**** Records to use

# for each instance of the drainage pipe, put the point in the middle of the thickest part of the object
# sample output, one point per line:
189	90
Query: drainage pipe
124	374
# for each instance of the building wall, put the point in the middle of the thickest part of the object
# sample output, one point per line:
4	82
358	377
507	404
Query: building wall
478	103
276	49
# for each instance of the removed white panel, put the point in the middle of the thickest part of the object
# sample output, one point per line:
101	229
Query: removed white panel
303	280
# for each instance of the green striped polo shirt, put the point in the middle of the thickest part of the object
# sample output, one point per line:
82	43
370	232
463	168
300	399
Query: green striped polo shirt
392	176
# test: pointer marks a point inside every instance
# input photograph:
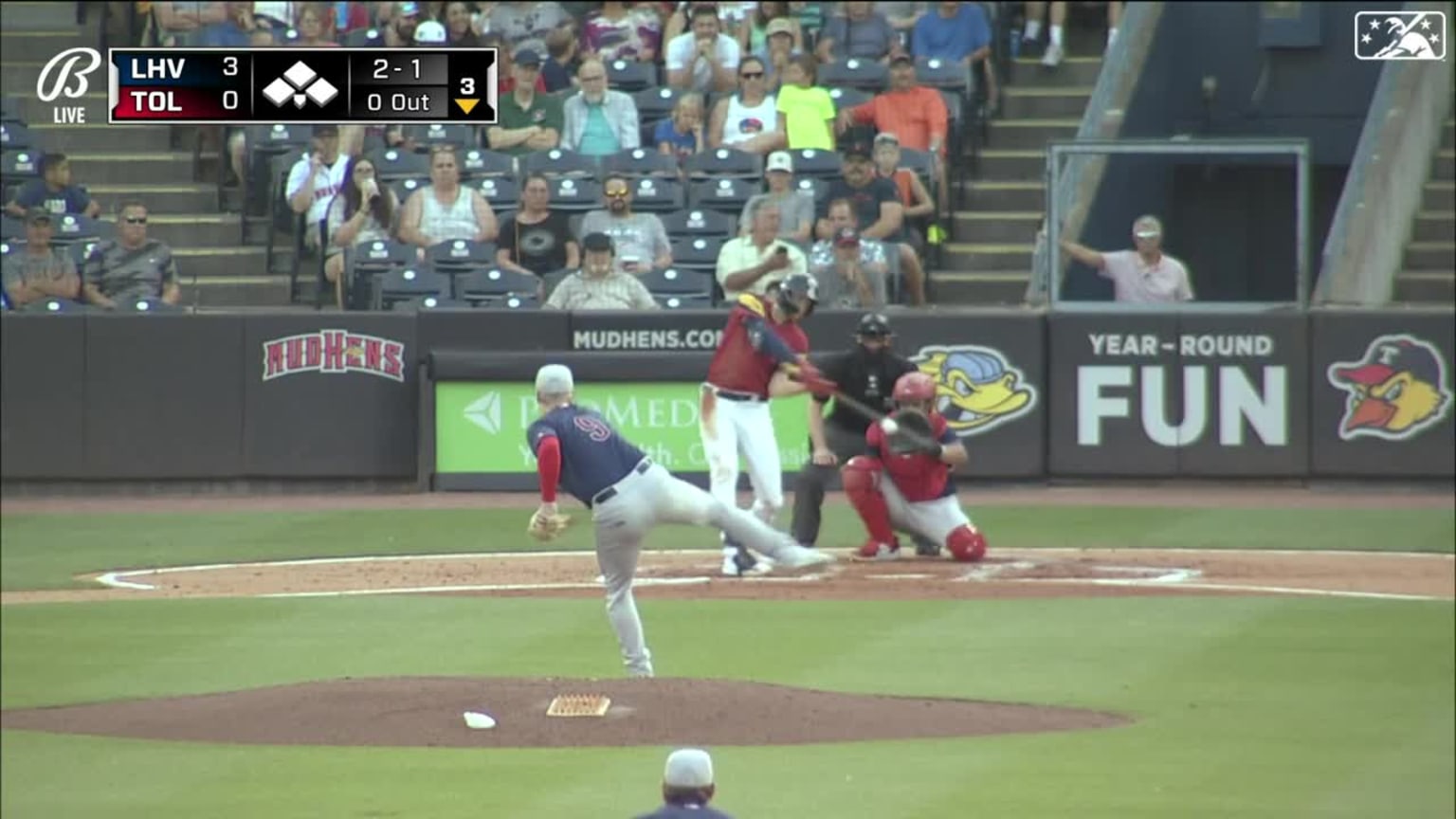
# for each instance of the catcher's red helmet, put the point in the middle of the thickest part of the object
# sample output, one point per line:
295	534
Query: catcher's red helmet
915	387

********

◆ Goal of the exercise
From the line holding "# for each instance of the removed" to the last line of the listing, please output each line exactly as it stands. Pictures stay out of the copy.

◆ Answer to this exercise
# for each instance of the removed white panel, put the point in the middle of the thickest part of the object
# sample output, one point per line:
101	229
Query: removed white panel
303	280
# for each instance of the green striped polo shirt, put the point in the middle of the thickest part of the object
# sample output, one point per line:
82	43
370	232
463	168
300	399
Query: green striped polo shirt
392	176
# test: pointer marks a point inside every instance
# input photograph:
# for each instance of the catcher's red helmet, put the point in the middle of the thickest part of the object
# sample output, one point per line:
295	534
Query: catcher's red helmet
915	387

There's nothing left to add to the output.